Brief: Could you print every record exactly as it stands?

Stored dataset items:
»»
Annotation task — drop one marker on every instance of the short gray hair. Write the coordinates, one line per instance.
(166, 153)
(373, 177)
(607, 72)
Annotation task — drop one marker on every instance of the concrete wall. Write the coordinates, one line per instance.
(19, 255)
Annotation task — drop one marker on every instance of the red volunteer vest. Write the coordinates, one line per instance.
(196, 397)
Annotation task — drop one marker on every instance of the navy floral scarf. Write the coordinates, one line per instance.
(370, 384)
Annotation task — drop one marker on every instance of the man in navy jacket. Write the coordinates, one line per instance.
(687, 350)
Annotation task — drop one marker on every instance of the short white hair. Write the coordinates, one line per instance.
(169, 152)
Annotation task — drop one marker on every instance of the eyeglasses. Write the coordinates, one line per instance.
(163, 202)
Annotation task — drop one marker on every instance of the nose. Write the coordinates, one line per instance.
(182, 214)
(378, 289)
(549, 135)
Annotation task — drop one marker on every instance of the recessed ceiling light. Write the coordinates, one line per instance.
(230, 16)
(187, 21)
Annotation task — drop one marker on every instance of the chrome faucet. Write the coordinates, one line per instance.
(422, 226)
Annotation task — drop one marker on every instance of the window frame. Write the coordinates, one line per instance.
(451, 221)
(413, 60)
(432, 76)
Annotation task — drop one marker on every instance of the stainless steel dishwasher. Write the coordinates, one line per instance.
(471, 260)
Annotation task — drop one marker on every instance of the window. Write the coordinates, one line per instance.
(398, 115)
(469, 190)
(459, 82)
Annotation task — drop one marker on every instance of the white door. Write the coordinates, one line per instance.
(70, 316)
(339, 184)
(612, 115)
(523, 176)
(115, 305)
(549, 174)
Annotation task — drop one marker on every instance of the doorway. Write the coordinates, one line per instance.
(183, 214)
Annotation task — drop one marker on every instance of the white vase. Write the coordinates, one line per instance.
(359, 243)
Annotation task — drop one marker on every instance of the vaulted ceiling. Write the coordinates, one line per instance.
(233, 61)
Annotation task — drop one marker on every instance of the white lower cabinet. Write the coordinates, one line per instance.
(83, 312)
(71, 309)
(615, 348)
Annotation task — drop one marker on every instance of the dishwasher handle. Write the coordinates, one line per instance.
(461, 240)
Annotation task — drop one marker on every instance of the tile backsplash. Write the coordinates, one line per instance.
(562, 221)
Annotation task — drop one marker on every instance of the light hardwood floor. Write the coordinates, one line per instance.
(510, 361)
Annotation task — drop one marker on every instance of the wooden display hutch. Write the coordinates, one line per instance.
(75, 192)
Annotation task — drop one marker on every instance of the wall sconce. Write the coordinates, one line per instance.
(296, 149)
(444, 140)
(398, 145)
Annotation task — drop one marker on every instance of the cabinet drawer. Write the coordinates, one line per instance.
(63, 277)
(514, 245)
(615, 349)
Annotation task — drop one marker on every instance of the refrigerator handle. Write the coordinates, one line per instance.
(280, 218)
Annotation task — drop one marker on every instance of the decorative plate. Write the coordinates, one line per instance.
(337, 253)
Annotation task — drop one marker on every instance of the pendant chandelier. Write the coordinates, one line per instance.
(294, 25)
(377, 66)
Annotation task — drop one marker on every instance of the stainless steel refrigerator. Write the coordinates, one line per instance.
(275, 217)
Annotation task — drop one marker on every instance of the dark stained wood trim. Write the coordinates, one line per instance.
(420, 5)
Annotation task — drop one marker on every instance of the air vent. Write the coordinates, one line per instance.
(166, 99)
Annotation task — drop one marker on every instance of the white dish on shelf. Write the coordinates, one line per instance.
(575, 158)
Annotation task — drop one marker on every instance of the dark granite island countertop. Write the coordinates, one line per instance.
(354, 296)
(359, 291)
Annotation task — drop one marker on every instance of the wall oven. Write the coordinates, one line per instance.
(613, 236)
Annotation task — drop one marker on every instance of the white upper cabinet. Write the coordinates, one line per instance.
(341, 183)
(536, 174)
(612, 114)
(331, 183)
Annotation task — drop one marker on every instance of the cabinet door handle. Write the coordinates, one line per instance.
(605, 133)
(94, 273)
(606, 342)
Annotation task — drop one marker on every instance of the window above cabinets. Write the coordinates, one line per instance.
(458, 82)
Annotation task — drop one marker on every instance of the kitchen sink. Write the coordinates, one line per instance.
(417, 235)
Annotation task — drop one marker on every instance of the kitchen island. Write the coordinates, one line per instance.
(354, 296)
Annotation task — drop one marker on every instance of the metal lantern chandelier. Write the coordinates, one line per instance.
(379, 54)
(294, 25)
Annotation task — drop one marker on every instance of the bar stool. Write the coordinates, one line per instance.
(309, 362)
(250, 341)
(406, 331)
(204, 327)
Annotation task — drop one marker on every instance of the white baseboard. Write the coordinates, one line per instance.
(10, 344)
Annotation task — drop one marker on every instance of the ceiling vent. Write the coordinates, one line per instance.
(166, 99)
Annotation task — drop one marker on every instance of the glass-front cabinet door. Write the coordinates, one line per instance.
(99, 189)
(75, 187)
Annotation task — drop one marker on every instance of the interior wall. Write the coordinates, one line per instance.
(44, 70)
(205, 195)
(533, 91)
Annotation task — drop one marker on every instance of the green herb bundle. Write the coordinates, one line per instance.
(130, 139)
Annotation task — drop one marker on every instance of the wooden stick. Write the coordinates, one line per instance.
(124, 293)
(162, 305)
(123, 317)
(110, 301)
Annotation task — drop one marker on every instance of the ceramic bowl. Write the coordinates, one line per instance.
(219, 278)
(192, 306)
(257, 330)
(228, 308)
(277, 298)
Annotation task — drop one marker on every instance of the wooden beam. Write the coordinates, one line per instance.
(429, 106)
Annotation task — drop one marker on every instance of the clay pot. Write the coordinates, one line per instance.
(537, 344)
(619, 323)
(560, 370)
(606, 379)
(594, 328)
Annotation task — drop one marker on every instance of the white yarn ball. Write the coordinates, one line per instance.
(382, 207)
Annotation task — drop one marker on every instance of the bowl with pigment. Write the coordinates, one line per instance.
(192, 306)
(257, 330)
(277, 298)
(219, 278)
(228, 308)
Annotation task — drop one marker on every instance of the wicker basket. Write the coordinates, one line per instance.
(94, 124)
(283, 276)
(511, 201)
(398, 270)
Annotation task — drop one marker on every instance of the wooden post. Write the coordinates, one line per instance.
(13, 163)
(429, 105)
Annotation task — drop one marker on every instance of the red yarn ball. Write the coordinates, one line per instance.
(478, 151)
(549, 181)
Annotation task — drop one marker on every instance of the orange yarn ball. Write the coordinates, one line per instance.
««
Solution below:
Annotation task — drop one marker on every instance of the short gray hair. Write the coordinates, one line per instance.
(166, 153)
(373, 177)
(607, 72)
Annotation task — drop one marker on every instance of the concrete wall. Write the coordinates, one line per instance.
(19, 255)
Annotation task — drop one marker on every instance of the red volunteer vest. Write the coordinates, one line per instance.
(196, 397)
Annotation task — drop one marker on every instance of the navy floral scarf. Write the coordinates, one line per instance.
(370, 384)
Annotation task — drop one marker on every instance of the man in navy jacket. Write the coordinates, one line per instance.
(687, 350)
Annotation task — drop one marker on every instance of the short white hair. Write the coordinates, one line per instance.
(169, 152)
Annotation task — drop one marker on every instance of the eyeglasses. Write the coordinates, one line per instance.
(163, 202)
Annotation task — drop one marker on every instance of the nose. Write the coordinates, one line per instance.
(182, 214)
(378, 289)
(549, 135)
Annotation task — drop one marker on every instance of the recessed ceiling light. Write the coordinates, one line per instance.
(230, 16)
(187, 21)
Annotation task — drop one marker on every instance of the chrome faucet. Write the coordinates, one line per instance.
(422, 226)
Annotation task — drop one marker on every instance of the window frame. Write the coordinates, one line per instance.
(451, 221)
(413, 60)
(432, 76)
Annotation task — drop one marker on every instance of the stainless steel dishwasher. Write the coordinates, one line per instance.
(471, 260)
Annotation task — drop one marker on every instance of the window. Write the coordinates, one line per instance.
(398, 115)
(469, 190)
(459, 82)
Annotation task — drop one marker on every instance of the white door. Write the coordinates, one line per instance.
(70, 316)
(339, 184)
(612, 115)
(523, 176)
(115, 305)
(549, 174)
Annotation task — drop one marker on every instance of the doorway. Write the coordinates, one line per instance.
(183, 214)
Annotation task — drop one marker on every instance of the white vase. Write the coordinates, one line per instance.
(359, 243)
Annotation task — drop one marker on every instance of the vaulted ceiling. Write the coordinates, one line per instance.
(233, 61)
Annotation task — drop one marker on every instance of the white lower cabinet. Write the coordinates, one line per instance.
(83, 312)
(71, 309)
(615, 348)
Annotation task — drop one marker on every instance of the dishwasher handle. Write the coordinates, one line per instance.
(461, 240)
Annotation task — drop one marker on every instance of the tile backsplash. Write the coordinates, one line per instance.
(562, 221)
Annotation task — drop one marker on every instance of the light hardwood floor. Write the coordinates, one line per instance.
(510, 361)
Annotation task — drop one marker on every instance of the wooden display hutch. Write the coordinates, one line per instance.
(75, 192)
Annotation task — drop one marker on every instance of the wall sconce. Write the coordinates, one line per instance.
(296, 149)
(444, 140)
(398, 145)
Annotation task — drop one marker on every instance of the cabinet drawer. Write the coordinates, one line per instance.
(63, 277)
(514, 245)
(615, 349)
Annotation task — drop one marker on every instance of the refrigerator handle. Write the coordinates, one line per instance.
(280, 218)
Annotation task — drop one marker on every instance of the decorative plate. Write the coordinates, one line per instance.
(337, 253)
Annotation task — drop one marker on every instance of the pendant chandelier. Write the coordinates, one line per instance.
(294, 25)
(377, 66)
Annotation task — drop one marker on every instance of the stainless steel refrigerator. Write the coordinates, one line per instance.
(275, 217)
Annotation task — drop one marker on every instance of the dark stained wood trim. Write the coordinates, one line per instance.
(420, 5)
Annotation task — drop one marker on every instance of the air vent. Write the coordinates, one line per instance.
(166, 99)
Annotation task — drop one marker on every instance of the white dish on shelf. Write the coordinates, one line per instance.
(575, 158)
Annotation task — drop one marker on every instance of the dark granite island countertop. Write the coordinates, one line per instance.
(354, 296)
(359, 291)
Annotation task — drop one marker on every instance of the wall oven. Write the coordinates, one line per instance.
(613, 236)
Annotation task — drop one marker on every instance of the white upper cabinet. Write the coordinates, one line per instance.
(341, 183)
(536, 174)
(612, 114)
(331, 183)
Annotation task — drop one marker on every instance of the cabinet door handle. Write the coordinates, one line per instance.
(605, 133)
(94, 273)
(606, 342)
Annotation task — drop one marker on every instance of the window above cabinets. Write the coordinates, one line per instance.
(458, 82)
Annotation task — drop one marker on every instance of the kitchen sink. Write the coordinates, one line per instance.
(417, 235)
Annotation task — drop one marker on every instance of the kitchen island. Write the coordinates, one line per instance.
(354, 296)
Annotation task — drop one marker on every instance of the metal lantern chandelier. Write the coordinates, one line per instance.
(379, 54)
(294, 25)
Annotation task — drop one marker on every instance of the bar stool. Write the coordinates, one line per instance.
(309, 362)
(250, 341)
(406, 331)
(204, 327)
Annotation task — drop one marker on every instance of the white baseboard. Write the coordinates, one line per instance.
(10, 344)
Annotation task — drop one marker on every instance of the ceiling vent. Write the coordinates, one line per instance.
(166, 99)
Annotation task — drop one marker on every instance of the glass-front cabinet door. Write the coordinates, one line per instance.
(99, 189)
(75, 187)
Annotation task — drop one marker on every instance of the interior wall. Write the coordinates, one line per instance.
(44, 70)
(205, 195)
(533, 91)
Annotation task — drop one marker on every instance of the green herb bundle. Write the coordinates, one line per instance.
(130, 139)
Annotation task — drop one marker on every instance of the wooden stick. Write the coordinates, one line per instance.
(124, 293)
(162, 305)
(123, 317)
(110, 301)
Annotation task — drop one marker on every instance of the ceramic bowl. Write the coordinates, one line per instance.
(219, 278)
(192, 306)
(257, 330)
(228, 308)
(277, 298)
Annotation task — drop one marker on every instance of the wooden beam. Write the coordinates, one line per instance.
(429, 106)
Annotation task — drop one marker on every instance of the clay pot. Write the coordinates, one line per instance.
(537, 344)
(619, 323)
(560, 370)
(606, 379)
(594, 328)
Annotation task — drop one marker on every instance of the white yarn ball. Write the coordinates, one line per instance.
(382, 207)
Annotation task — drop one marker on every instance of the bowl with pigment. Write the coordinates, one line per instance.
(192, 306)
(257, 330)
(277, 298)
(219, 278)
(228, 308)
Annotation task — drop one marker on every instance of the wicker basket. Write the coordinates, one line per instance.
(94, 124)
(283, 276)
(511, 201)
(398, 270)
Annotation task — drop one marker on every instance of the wooden post. Write the coordinates, one line per instance.
(13, 163)
(429, 105)
Annotation task — drop one marker on every instance of the red yarn ball. Write the coordinates, one line per instance.
(478, 151)
(549, 181)
Annotation task — drop one marker on every instance of the orange yarn ball. Write the coordinates, one line per instance.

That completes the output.